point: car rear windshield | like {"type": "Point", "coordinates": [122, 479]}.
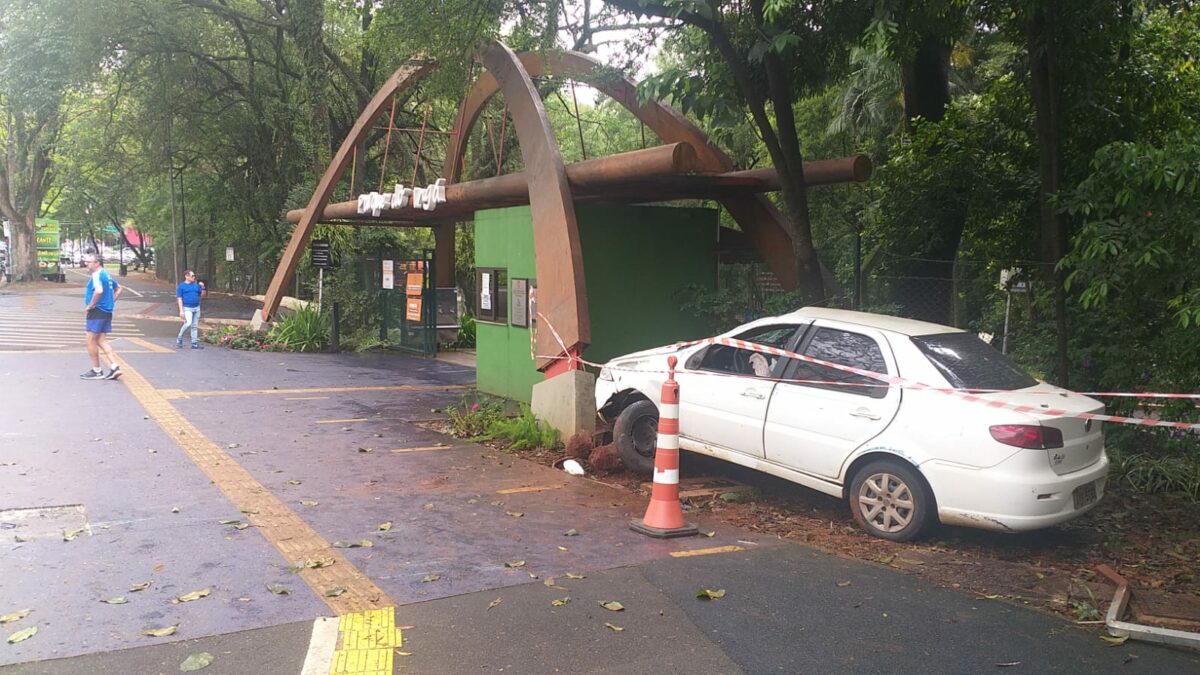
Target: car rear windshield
{"type": "Point", "coordinates": [969, 363]}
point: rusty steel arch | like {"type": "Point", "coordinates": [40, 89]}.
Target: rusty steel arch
{"type": "Point", "coordinates": [562, 290]}
{"type": "Point", "coordinates": [405, 77]}
{"type": "Point", "coordinates": [760, 220]}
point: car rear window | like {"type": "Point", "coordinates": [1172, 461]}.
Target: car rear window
{"type": "Point", "coordinates": [969, 363]}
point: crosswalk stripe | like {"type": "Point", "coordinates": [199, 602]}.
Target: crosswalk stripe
{"type": "Point", "coordinates": [31, 326]}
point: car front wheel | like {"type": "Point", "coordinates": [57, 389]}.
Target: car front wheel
{"type": "Point", "coordinates": [889, 500]}
{"type": "Point", "coordinates": [636, 435]}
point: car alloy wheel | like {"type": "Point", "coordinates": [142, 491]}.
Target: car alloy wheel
{"type": "Point", "coordinates": [636, 436]}
{"type": "Point", "coordinates": [889, 501]}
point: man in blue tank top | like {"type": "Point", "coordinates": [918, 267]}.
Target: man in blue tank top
{"type": "Point", "coordinates": [187, 296]}
{"type": "Point", "coordinates": [100, 299]}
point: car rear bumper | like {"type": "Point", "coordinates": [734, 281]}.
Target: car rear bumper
{"type": "Point", "coordinates": [1005, 499]}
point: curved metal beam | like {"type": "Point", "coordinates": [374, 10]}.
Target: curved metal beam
{"type": "Point", "coordinates": [760, 220]}
{"type": "Point", "coordinates": [562, 293]}
{"type": "Point", "coordinates": [405, 77]}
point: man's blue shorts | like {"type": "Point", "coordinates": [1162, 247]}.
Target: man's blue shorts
{"type": "Point", "coordinates": [99, 321]}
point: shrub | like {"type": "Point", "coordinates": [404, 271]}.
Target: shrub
{"type": "Point", "coordinates": [525, 430]}
{"type": "Point", "coordinates": [471, 419]}
{"type": "Point", "coordinates": [304, 330]}
{"type": "Point", "coordinates": [244, 338]}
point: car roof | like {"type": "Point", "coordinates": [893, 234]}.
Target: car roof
{"type": "Point", "coordinates": [879, 321]}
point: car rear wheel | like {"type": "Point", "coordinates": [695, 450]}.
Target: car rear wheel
{"type": "Point", "coordinates": [889, 500]}
{"type": "Point", "coordinates": [636, 435]}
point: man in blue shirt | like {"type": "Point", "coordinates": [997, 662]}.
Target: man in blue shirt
{"type": "Point", "coordinates": [100, 299]}
{"type": "Point", "coordinates": [187, 297]}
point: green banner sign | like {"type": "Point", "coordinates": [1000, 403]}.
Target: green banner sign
{"type": "Point", "coordinates": [48, 246]}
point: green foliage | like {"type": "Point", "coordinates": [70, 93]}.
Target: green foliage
{"type": "Point", "coordinates": [304, 330]}
{"type": "Point", "coordinates": [525, 431]}
{"type": "Point", "coordinates": [472, 419]}
{"type": "Point", "coordinates": [244, 338]}
{"type": "Point", "coordinates": [1139, 239]}
{"type": "Point", "coordinates": [466, 332]}
{"type": "Point", "coordinates": [1156, 460]}
{"type": "Point", "coordinates": [739, 299]}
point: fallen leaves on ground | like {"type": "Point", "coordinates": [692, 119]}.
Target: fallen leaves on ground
{"type": "Point", "coordinates": [15, 615]}
{"type": "Point", "coordinates": [195, 662]}
{"type": "Point", "coordinates": [21, 635]}
{"type": "Point", "coordinates": [360, 544]}
{"type": "Point", "coordinates": [161, 632]}
{"type": "Point", "coordinates": [192, 596]}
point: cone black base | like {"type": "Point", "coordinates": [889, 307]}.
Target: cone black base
{"type": "Point", "coordinates": [688, 530]}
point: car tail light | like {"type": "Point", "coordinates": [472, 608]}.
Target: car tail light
{"type": "Point", "coordinates": [1027, 436]}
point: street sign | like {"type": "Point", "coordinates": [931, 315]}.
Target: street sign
{"type": "Point", "coordinates": [319, 254]}
{"type": "Point", "coordinates": [389, 278]}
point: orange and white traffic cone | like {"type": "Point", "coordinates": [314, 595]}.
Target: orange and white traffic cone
{"type": "Point", "coordinates": [664, 517]}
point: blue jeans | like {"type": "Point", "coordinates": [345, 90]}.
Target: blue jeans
{"type": "Point", "coordinates": [191, 320]}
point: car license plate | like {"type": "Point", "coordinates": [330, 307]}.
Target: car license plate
{"type": "Point", "coordinates": [1084, 495]}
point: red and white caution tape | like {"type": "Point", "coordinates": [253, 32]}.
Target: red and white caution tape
{"type": "Point", "coordinates": [900, 382]}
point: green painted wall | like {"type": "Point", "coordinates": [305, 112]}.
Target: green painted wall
{"type": "Point", "coordinates": [636, 262]}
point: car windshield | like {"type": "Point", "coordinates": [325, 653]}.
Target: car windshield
{"type": "Point", "coordinates": [969, 363]}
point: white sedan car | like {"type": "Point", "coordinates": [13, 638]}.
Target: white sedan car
{"type": "Point", "coordinates": [899, 455]}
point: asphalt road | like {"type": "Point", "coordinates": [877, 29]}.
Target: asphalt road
{"type": "Point", "coordinates": [317, 452]}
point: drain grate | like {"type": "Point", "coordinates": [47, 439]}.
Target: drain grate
{"type": "Point", "coordinates": [43, 523]}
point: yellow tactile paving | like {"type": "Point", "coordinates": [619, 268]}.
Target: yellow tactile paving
{"type": "Point", "coordinates": [369, 640]}
{"type": "Point", "coordinates": [149, 345]}
{"type": "Point", "coordinates": [325, 390]}
{"type": "Point", "coordinates": [274, 520]}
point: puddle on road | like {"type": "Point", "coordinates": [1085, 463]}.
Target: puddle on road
{"type": "Point", "coordinates": [43, 523]}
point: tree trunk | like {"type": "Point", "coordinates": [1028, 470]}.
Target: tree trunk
{"type": "Point", "coordinates": [24, 251]}
{"type": "Point", "coordinates": [925, 290]}
{"type": "Point", "coordinates": [1045, 96]}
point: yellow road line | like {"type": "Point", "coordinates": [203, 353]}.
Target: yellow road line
{"type": "Point", "coordinates": [369, 640]}
{"type": "Point", "coordinates": [707, 551]}
{"type": "Point", "coordinates": [294, 538]}
{"type": "Point", "coordinates": [331, 389]}
{"type": "Point", "coordinates": [424, 449]}
{"type": "Point", "coordinates": [529, 489]}
{"type": "Point", "coordinates": [149, 345]}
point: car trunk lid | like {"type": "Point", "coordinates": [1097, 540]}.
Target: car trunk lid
{"type": "Point", "coordinates": [1083, 440]}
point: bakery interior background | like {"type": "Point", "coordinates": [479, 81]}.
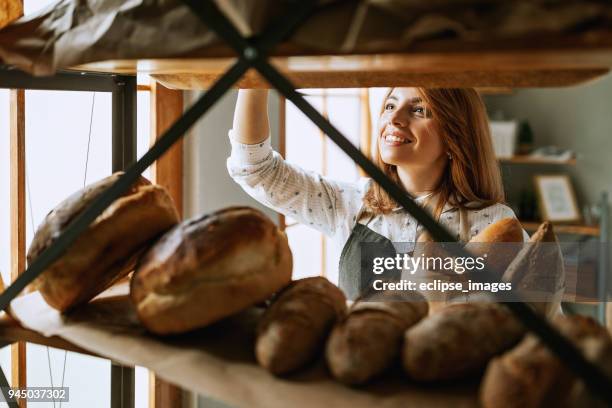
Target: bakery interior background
{"type": "Point", "coordinates": [575, 120]}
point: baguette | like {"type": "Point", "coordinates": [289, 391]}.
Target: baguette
{"type": "Point", "coordinates": [296, 325]}
{"type": "Point", "coordinates": [458, 340]}
{"type": "Point", "coordinates": [368, 340]}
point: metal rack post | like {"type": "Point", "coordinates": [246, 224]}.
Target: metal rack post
{"type": "Point", "coordinates": [123, 90]}
{"type": "Point", "coordinates": [602, 270]}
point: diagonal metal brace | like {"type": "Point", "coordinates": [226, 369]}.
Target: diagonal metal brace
{"type": "Point", "coordinates": [595, 379]}
{"type": "Point", "coordinates": [175, 132]}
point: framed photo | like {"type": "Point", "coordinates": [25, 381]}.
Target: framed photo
{"type": "Point", "coordinates": [556, 198]}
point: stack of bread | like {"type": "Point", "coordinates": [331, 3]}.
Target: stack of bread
{"type": "Point", "coordinates": [188, 275]}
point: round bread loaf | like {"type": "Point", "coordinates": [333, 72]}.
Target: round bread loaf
{"type": "Point", "coordinates": [368, 341]}
{"type": "Point", "coordinates": [531, 376]}
{"type": "Point", "coordinates": [294, 329]}
{"type": "Point", "coordinates": [458, 340]}
{"type": "Point", "coordinates": [110, 246]}
{"type": "Point", "coordinates": [208, 268]}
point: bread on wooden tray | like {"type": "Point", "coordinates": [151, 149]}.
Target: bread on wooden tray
{"type": "Point", "coordinates": [295, 327]}
{"type": "Point", "coordinates": [500, 242]}
{"type": "Point", "coordinates": [110, 246]}
{"type": "Point", "coordinates": [208, 268]}
{"type": "Point", "coordinates": [530, 375]}
{"type": "Point", "coordinates": [538, 271]}
{"type": "Point", "coordinates": [368, 340]}
{"type": "Point", "coordinates": [458, 340]}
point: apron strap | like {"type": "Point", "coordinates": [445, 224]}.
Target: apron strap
{"type": "Point", "coordinates": [464, 226]}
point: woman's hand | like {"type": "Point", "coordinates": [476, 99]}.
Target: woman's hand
{"type": "Point", "coordinates": [251, 125]}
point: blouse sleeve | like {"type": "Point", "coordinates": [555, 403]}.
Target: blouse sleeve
{"type": "Point", "coordinates": [482, 218]}
{"type": "Point", "coordinates": [308, 197]}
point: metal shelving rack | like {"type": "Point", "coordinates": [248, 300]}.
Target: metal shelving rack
{"type": "Point", "coordinates": [252, 54]}
{"type": "Point", "coordinates": [123, 91]}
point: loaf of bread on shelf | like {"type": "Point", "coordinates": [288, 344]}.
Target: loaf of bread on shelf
{"type": "Point", "coordinates": [499, 243]}
{"type": "Point", "coordinates": [295, 327]}
{"type": "Point", "coordinates": [537, 272]}
{"type": "Point", "coordinates": [458, 340]}
{"type": "Point", "coordinates": [368, 340]}
{"type": "Point", "coordinates": [109, 247]}
{"type": "Point", "coordinates": [530, 375]}
{"type": "Point", "coordinates": [208, 268]}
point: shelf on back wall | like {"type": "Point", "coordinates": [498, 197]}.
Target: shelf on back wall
{"type": "Point", "coordinates": [592, 230]}
{"type": "Point", "coordinates": [526, 159]}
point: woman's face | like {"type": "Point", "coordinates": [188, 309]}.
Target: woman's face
{"type": "Point", "coordinates": [406, 132]}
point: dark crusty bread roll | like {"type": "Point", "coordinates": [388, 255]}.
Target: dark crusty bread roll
{"type": "Point", "coordinates": [208, 268]}
{"type": "Point", "coordinates": [294, 329]}
{"type": "Point", "coordinates": [458, 340]}
{"type": "Point", "coordinates": [500, 242]}
{"type": "Point", "coordinates": [530, 375]}
{"type": "Point", "coordinates": [368, 340]}
{"type": "Point", "coordinates": [108, 249]}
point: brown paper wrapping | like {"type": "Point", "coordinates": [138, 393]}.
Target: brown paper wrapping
{"type": "Point", "coordinates": [73, 32]}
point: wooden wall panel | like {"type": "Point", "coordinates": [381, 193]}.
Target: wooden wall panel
{"type": "Point", "coordinates": [166, 107]}
{"type": "Point", "coordinates": [18, 220]}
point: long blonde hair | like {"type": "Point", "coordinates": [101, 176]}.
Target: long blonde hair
{"type": "Point", "coordinates": [472, 175]}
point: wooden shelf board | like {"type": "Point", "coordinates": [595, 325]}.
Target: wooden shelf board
{"type": "Point", "coordinates": [526, 159]}
{"type": "Point", "coordinates": [11, 331]}
{"type": "Point", "coordinates": [592, 230]}
{"type": "Point", "coordinates": [497, 63]}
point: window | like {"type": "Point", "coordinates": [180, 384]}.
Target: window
{"type": "Point", "coordinates": [68, 144]}
{"type": "Point", "coordinates": [314, 254]}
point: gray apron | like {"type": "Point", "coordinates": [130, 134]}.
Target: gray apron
{"type": "Point", "coordinates": [351, 276]}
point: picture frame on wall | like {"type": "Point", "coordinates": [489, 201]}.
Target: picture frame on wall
{"type": "Point", "coordinates": [556, 198]}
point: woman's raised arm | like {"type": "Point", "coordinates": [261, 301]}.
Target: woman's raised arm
{"type": "Point", "coordinates": [251, 124]}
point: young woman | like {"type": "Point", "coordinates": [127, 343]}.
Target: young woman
{"type": "Point", "coordinates": [433, 142]}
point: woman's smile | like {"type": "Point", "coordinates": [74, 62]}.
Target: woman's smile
{"type": "Point", "coordinates": [396, 138]}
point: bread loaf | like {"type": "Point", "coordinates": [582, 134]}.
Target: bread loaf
{"type": "Point", "coordinates": [297, 324]}
{"type": "Point", "coordinates": [110, 246]}
{"type": "Point", "coordinates": [499, 243]}
{"type": "Point", "coordinates": [208, 268]}
{"type": "Point", "coordinates": [529, 375]}
{"type": "Point", "coordinates": [538, 271]}
{"type": "Point", "coordinates": [458, 340]}
{"type": "Point", "coordinates": [368, 341]}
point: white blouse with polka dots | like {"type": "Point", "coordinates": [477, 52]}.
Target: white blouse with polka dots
{"type": "Point", "coordinates": [331, 206]}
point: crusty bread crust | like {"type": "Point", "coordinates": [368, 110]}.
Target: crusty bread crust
{"type": "Point", "coordinates": [294, 329]}
{"type": "Point", "coordinates": [458, 340]}
{"type": "Point", "coordinates": [369, 340]}
{"type": "Point", "coordinates": [529, 375]}
{"type": "Point", "coordinates": [108, 249]}
{"type": "Point", "coordinates": [208, 268]}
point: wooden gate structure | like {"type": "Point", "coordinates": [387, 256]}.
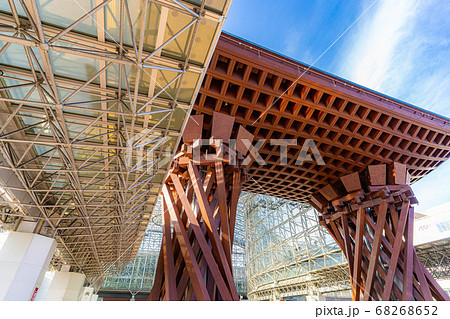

________________

__Required work__.
In the lines running from the one containing "point: young woman" through the end of the records, both included, switch every "bread loaf" to "baguette" and leave everything else unchanged. Reproduce only those lines, with the pictures left out.

__Response to this task__.
point: young woman | like {"type": "Point", "coordinates": [127, 343]}.
Target: young woman
{"type": "Point", "coordinates": [433, 142]}
point: woman's smile | like {"type": "Point", "coordinates": [74, 62]}.
Target: woman's smile
{"type": "Point", "coordinates": [396, 138]}
point: baguette | like {"type": "Point", "coordinates": [582, 134]}.
Target: baguette
{"type": "Point", "coordinates": [297, 324]}
{"type": "Point", "coordinates": [110, 246]}
{"type": "Point", "coordinates": [499, 243]}
{"type": "Point", "coordinates": [208, 268]}
{"type": "Point", "coordinates": [529, 375]}
{"type": "Point", "coordinates": [538, 271]}
{"type": "Point", "coordinates": [458, 340]}
{"type": "Point", "coordinates": [368, 341]}
point: white blouse with polka dots | like {"type": "Point", "coordinates": [477, 52]}.
Target: white blouse with polka dots
{"type": "Point", "coordinates": [331, 206]}
point: crusty bread crust | like {"type": "Point", "coordinates": [368, 110]}.
Target: crusty bread crust
{"type": "Point", "coordinates": [294, 329]}
{"type": "Point", "coordinates": [458, 340]}
{"type": "Point", "coordinates": [369, 340]}
{"type": "Point", "coordinates": [529, 375]}
{"type": "Point", "coordinates": [108, 249]}
{"type": "Point", "coordinates": [208, 268]}
point: wooden gate structure | like {"type": "Point", "coordinates": [387, 256]}.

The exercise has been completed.